Eine erdverbundene Künstlerin
Adelina Filli streifte zuerst ihre Schuhe ab. Erdverbundenheit scheint ihr ein Muss zu sein. Davon zeugten auch die grossen, von der Musikerin selber zusammengestellten Bergbilder im Hintergrund der Bühne. „Süsom givè“ heisst eigentlich „zuoberst auf der Berg- oder Hügelkuppe“. So steht es denn auch eine Haltestelle auf dem Ofenpass angeschrieben. Für die Künstlerin selber steht der Begriff für „Rundblick“, „Freiheit“ und „Übersicht“.
Adelina Filli stammt aus Celerina und liebt ihre Muttersprache Putèr. Sie hat verschiedene im Volksmund bekannte romanische Lieder in ihre eigene Klangsprache umgesetzt, aber auch mehrere Eigenkompositionen geschaffen. In einer ihrer sehr persönlichen Zwischen-Erklärungen gestand sie auch, dass sie am liebsten in ihrem ureigenen Dialekt, in „Schlarinais“ singe. Man spürte ihre Liebe zum Gesang in jedem der teils äusserst kurzen Stücke, oft nur in Silbenfolgen beginnend.
Vernetzt mit dem Kontrabass
Schon vor Beginn des Konzerts war Adelina Fillis Liebe zum für Unkundige doch recht sperrig aussehenden Kontrabass gut sichtbar. Mit Hingabe polierte sie den Korpus ihres mächtigen Instruments, um es nicht nur klanglich, sondern auch optisch strahlen zu lassen. Im Konzert selber war ihre ganze Liebe für dieses mächtige Instrument gut zu sehen. Oft schloss sie die Augen, ihre Finger fanden dennoch die richtigen Töne. Sie zupfte – ganz in Jazz-Musiker-Manier – die doch recht dicken Saiten, beugte sich vor, stand neben dem Instrument oder setzte sich auf einen hohen Hocker und umgriff ihre Saiten. Doch auch der grosse Bogen kam zum Einsatz. Sie wirkte zeitweise fast wie eine Dompteuse, die ihrem grossen Klangkörper alles abverlangt – allerdings nicht nur diesem, sondern auch sich selber.
Liebe zur Herkunft
In den Volksliedern aller Länder kommen die alltäglichen Themen vor. Und in allen Kulturen werden Kinderlieder gesungen. Wortspiele, lustige Klangsilben und komische Geschichten bringen Kinder eben zum Lachen. Auch in Adelina Fillis Eigenkompositionen schimmert diese Freude durch. Die weiche Sprachmelodie der Engadiner Rätoromanen klingt ja bereits gesprochen fast wie Musik. So ertönte etwa der Kindervers GIRUMBELLA kraftvoll, fast wie Chilbimusik. Auch die Lautstärke passte dazu. Da hatte eine Katze alle Milch ausgetrunken – Girumbella.

### BEREITGESTELLTE DATEN

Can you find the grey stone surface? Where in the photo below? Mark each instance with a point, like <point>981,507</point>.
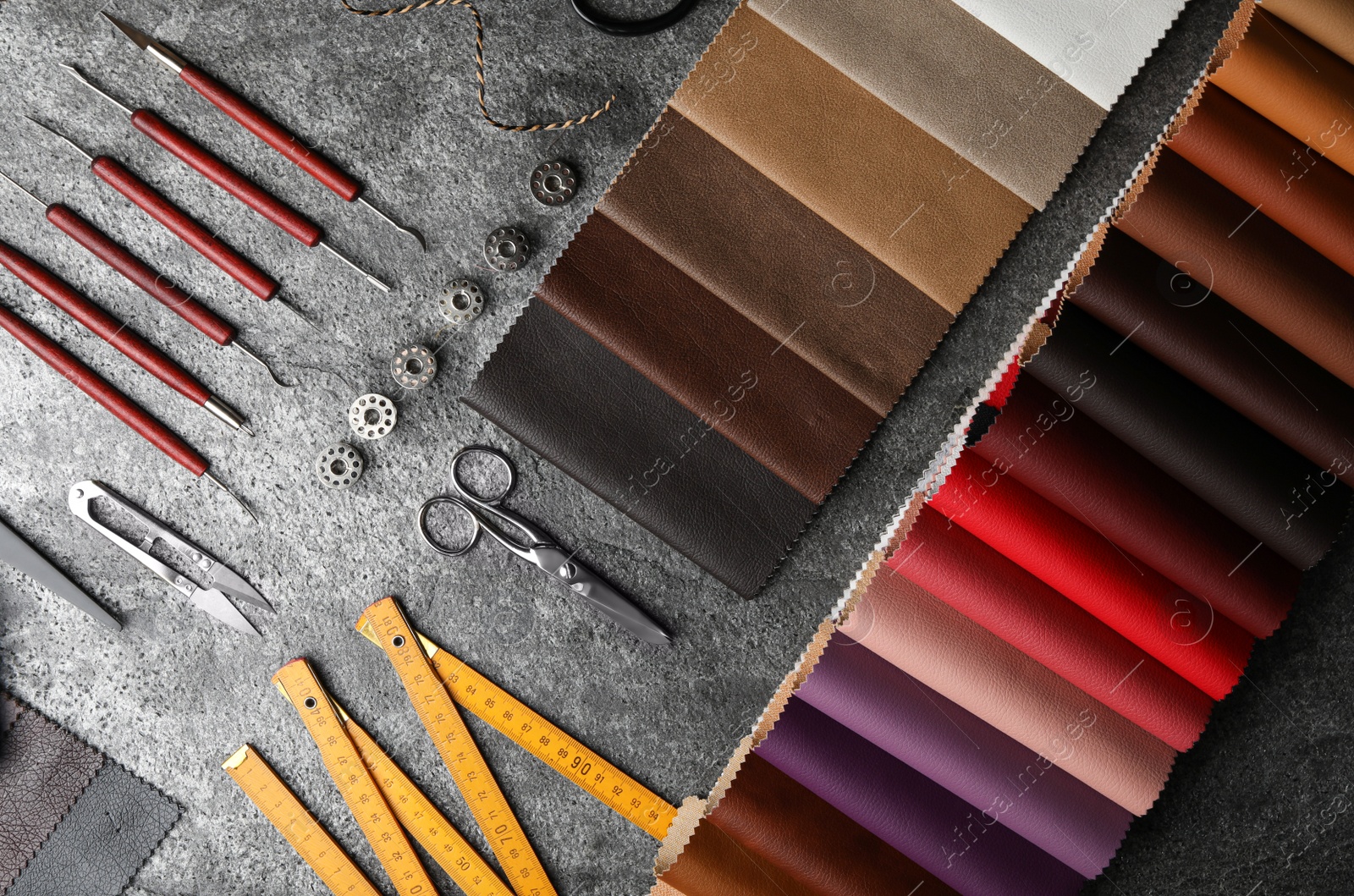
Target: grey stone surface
<point>392,101</point>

### ARBEITSAUFTRÄGE
1. Prüfen Sie anhand des Konzertberichts über Adelina Filli, ob die Aussagen (a) bis (c) zutreffen, und belegen Sie jedes Ja oder Nein mit einem wörtlichen Zitat. (a) Adelina Filli stammt aus Celerina. (b) Den Kontrabass spielte sie im Konzert ausschließlich gezupft. (c) Die Bergbilder im Bühnenhintergrund hatte die Musikerin selbst zusammengestellt.
2. Setzen Sie den Konzertbericht über Adelina Filli nach seinem letzten Satz fort.

### ERWARTETE ERGEBNISSE
1.
(a) Ja: „Adelina Filli stammt aus Celerina und liebt ihre Muttersprache Putèr.“
(b) Nein: „Doch auch der grosse Bogen kam zum Einsatz.“
(c) Ja: „die grossen, von der Musikerin selber zusammengestellten Bergbilder im Hintergrund der Bühne“

2.
Abwechslungsreiches Programm
Im Konzert klangen die unterschiedlichsten Gefühlslagen an. Da hiess es beispielsweise „sul sulet“ – ganz allein. Pianist Federer schlug dazu sanft eine Handrassel , die Musikerin selber versank in ihren Basstönen, verlor sich im Wald, entdeckte dabei Märchenfiguren. Oder die böse Geschichte vom Teufel, dem der alte Peider begegnete. „ferm tabac“ oder auf Deutsch „Starker Tubak“ entsprach dem Titel voll und ganz. Die Bassgeige wurde in diesem Stück mit wuchtig gezupften Saiten zum Klingen gebracht, Dissonanzen zeigten auf, dass hier Dramatisches geschah. Der Teufel schmeichelte, wollte wissen, was den Peider auf den Schultern trage. „Eine Pfeife!“, war die Antwort, in Wahrheit aber war es ein Gewehr. Da wünschte sich der Teufel einen Atemzug aus dieser „Pfeife“. Und natürlich krachte es kurz darauf gewaltig. „Sapperlot!“ entfuhr es dem Teufel, „das ist jetzt aber starker Tubak!“
Instrumente im Dienste der Gefühlslage
Michele Croce setzte mit Klarinette und Bass-Klarinette je nach Stimmungslage spannende Akzente. Mal flüsterte sein Instrument, trillerte, was das Zeug hielt oder spielte in Klezmer-Manier ganz akzentuiert. Dabei war er immer wieder in Blickkontakt zur Sängerin und Kontrabassistin – eine spürbare musikalische Übereinstimmung. Schlagzeuger Maurizio Grillo war der Band ein einfühlsamer Rhythmusgeber, änderte je nach Liedinhalt Schlagstärke und Instrumentarium und war damit trotz verstecktem Sitzplatz akustisch immer sehr präsent. Auch Manfred Federer passte sich Art und Inhalt der Lieder an, begleitet etwa ein Volkstänzchen ganz wie ein Ländlerkönig, setzte aber im Stück „la damaun“ – der Morgen – perlende Läufe in den Naturbeschrieb eines aufkommenden Morgens.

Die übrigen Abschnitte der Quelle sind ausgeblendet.